### WHAT TO WORK ON
Every line from the one holding "Can you find the dark braided" through the final line of the entries is to be reproduced exactly, and no other line.

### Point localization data

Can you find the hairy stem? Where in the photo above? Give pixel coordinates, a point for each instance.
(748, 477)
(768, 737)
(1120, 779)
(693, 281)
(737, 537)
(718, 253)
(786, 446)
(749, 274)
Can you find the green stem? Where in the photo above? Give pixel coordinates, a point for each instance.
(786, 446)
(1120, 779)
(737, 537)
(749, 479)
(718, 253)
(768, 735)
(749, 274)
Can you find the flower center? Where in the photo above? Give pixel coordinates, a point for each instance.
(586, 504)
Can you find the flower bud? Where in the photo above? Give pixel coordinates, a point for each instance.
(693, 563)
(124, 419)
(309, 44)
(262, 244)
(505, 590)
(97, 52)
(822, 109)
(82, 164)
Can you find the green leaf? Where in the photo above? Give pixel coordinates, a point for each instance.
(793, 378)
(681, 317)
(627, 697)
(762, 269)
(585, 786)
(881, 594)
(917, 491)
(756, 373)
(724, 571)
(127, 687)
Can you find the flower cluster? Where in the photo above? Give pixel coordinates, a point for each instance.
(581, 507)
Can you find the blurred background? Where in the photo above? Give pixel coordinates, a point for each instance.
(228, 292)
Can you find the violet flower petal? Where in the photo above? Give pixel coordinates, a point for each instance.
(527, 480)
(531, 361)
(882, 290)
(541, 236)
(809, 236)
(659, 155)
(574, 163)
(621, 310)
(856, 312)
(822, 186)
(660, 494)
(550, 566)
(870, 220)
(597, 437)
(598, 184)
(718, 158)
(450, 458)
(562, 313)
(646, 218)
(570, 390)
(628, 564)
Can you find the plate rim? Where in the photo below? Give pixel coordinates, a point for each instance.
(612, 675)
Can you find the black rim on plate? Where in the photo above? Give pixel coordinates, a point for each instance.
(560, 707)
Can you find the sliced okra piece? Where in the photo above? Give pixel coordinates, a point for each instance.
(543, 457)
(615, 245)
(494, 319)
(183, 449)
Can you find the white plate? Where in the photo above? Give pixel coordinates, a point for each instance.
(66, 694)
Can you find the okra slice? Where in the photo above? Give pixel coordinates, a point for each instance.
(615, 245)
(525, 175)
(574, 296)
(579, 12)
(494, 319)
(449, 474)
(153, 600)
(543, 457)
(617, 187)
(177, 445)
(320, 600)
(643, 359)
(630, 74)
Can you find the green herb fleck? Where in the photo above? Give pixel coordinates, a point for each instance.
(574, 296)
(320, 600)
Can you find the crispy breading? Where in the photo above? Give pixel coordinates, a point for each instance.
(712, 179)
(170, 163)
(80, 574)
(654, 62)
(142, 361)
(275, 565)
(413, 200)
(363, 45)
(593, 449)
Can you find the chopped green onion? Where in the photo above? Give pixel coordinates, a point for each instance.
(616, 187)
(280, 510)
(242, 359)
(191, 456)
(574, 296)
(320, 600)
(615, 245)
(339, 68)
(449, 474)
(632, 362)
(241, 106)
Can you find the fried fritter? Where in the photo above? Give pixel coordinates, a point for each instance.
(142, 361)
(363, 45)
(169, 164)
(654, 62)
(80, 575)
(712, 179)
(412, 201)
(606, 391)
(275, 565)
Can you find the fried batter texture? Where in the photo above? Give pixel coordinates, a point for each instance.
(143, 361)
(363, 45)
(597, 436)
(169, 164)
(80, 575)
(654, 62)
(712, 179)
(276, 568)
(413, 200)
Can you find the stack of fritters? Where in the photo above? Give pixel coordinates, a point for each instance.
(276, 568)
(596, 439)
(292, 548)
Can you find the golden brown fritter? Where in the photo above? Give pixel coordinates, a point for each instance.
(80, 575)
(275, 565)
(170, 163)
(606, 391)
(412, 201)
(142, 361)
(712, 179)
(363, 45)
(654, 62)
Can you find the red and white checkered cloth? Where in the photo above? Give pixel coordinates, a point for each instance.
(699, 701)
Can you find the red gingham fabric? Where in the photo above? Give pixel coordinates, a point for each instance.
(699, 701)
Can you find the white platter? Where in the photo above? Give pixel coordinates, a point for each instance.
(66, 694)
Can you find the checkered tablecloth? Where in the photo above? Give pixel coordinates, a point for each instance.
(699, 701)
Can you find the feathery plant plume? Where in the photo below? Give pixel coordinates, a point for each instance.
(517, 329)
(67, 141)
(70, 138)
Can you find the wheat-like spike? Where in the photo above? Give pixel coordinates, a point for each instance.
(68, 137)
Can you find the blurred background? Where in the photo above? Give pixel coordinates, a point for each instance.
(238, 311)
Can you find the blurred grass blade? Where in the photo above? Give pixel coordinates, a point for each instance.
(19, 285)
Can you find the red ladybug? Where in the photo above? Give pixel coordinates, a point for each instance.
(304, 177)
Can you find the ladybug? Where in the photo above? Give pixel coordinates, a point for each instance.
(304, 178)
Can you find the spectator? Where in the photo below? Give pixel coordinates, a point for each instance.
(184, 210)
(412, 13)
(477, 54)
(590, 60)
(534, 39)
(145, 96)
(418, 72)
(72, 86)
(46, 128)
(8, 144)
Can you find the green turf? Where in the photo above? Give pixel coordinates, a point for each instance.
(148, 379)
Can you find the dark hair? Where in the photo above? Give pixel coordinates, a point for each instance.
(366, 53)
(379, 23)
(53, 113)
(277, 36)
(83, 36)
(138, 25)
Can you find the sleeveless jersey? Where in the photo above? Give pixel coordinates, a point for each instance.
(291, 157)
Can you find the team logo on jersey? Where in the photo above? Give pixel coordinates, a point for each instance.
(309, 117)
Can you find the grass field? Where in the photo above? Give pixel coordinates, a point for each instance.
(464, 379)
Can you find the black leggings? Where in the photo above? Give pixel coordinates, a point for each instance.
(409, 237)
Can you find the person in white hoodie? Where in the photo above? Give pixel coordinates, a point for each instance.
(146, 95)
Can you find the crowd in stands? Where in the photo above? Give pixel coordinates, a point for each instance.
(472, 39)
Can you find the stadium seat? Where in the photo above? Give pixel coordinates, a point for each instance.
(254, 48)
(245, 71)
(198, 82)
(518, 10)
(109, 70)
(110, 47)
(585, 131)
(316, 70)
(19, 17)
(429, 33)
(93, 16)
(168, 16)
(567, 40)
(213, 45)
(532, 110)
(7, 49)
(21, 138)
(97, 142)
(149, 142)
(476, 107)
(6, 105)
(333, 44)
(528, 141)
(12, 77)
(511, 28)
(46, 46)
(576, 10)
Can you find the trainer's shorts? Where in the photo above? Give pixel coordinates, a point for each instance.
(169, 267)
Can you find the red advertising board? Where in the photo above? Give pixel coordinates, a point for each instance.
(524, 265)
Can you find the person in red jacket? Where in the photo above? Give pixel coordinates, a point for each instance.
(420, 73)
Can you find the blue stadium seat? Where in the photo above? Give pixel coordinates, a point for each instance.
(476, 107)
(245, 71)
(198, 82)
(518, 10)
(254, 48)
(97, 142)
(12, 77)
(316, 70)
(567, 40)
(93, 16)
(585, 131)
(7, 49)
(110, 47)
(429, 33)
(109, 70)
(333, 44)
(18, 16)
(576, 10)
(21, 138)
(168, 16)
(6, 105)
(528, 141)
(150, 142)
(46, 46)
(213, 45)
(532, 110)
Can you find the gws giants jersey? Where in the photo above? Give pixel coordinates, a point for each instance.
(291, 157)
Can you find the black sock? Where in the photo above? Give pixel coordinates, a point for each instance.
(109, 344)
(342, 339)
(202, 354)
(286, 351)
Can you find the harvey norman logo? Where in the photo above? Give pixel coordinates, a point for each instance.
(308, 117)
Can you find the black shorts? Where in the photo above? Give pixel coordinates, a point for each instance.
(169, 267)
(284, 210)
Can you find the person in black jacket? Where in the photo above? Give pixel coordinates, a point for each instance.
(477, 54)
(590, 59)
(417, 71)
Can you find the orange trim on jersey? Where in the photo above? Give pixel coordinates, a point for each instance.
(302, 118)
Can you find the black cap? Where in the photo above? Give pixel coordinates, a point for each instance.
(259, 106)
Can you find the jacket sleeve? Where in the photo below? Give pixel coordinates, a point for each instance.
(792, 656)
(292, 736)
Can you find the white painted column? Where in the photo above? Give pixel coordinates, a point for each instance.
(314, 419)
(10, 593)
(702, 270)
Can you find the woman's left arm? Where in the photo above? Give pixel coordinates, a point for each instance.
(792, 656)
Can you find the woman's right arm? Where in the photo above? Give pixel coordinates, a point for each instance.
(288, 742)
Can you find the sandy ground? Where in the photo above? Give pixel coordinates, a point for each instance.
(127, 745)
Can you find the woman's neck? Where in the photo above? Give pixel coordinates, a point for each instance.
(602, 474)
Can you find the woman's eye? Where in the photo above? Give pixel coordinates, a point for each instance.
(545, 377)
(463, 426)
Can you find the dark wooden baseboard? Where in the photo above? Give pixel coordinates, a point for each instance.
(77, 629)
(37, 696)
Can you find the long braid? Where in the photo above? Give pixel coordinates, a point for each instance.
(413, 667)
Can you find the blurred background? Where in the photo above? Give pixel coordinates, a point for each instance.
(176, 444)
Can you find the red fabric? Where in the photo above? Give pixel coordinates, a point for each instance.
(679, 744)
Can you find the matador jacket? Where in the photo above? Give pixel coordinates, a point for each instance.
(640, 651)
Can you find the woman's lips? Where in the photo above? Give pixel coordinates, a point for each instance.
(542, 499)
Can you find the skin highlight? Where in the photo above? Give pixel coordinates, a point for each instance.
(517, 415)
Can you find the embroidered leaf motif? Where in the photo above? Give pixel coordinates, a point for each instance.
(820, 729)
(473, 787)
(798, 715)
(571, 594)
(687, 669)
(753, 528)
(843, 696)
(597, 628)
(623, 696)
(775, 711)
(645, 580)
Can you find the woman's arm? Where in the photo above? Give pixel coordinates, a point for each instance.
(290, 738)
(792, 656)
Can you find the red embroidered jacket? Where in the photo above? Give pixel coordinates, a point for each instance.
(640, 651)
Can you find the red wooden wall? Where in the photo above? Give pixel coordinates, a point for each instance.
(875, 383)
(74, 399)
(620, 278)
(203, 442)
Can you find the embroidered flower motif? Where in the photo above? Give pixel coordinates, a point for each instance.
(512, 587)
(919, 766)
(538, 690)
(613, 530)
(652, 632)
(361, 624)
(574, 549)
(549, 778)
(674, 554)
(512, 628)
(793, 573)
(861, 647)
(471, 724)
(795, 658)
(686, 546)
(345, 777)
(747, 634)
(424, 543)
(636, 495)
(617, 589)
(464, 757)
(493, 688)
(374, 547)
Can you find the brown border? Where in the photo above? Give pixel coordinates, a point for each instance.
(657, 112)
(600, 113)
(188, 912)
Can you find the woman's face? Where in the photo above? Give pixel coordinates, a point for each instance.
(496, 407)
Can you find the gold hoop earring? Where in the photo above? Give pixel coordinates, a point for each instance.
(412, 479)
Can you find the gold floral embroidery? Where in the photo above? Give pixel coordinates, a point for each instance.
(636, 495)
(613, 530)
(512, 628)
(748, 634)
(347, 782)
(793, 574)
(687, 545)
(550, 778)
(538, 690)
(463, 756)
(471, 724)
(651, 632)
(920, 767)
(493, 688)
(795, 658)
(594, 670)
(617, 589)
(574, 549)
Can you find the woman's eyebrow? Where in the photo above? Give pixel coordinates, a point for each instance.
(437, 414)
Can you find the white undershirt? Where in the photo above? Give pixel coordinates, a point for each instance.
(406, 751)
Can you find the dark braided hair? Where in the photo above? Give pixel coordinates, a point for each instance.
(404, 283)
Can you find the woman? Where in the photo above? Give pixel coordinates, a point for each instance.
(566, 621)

### RESPONSE
Can you find the dark braided hair? Where in the photo above? Give pixel coordinates, a point for each instance.
(404, 283)
Can you find the woman? Where in the photo above? Give pixel coordinates, a point for each instance.
(566, 621)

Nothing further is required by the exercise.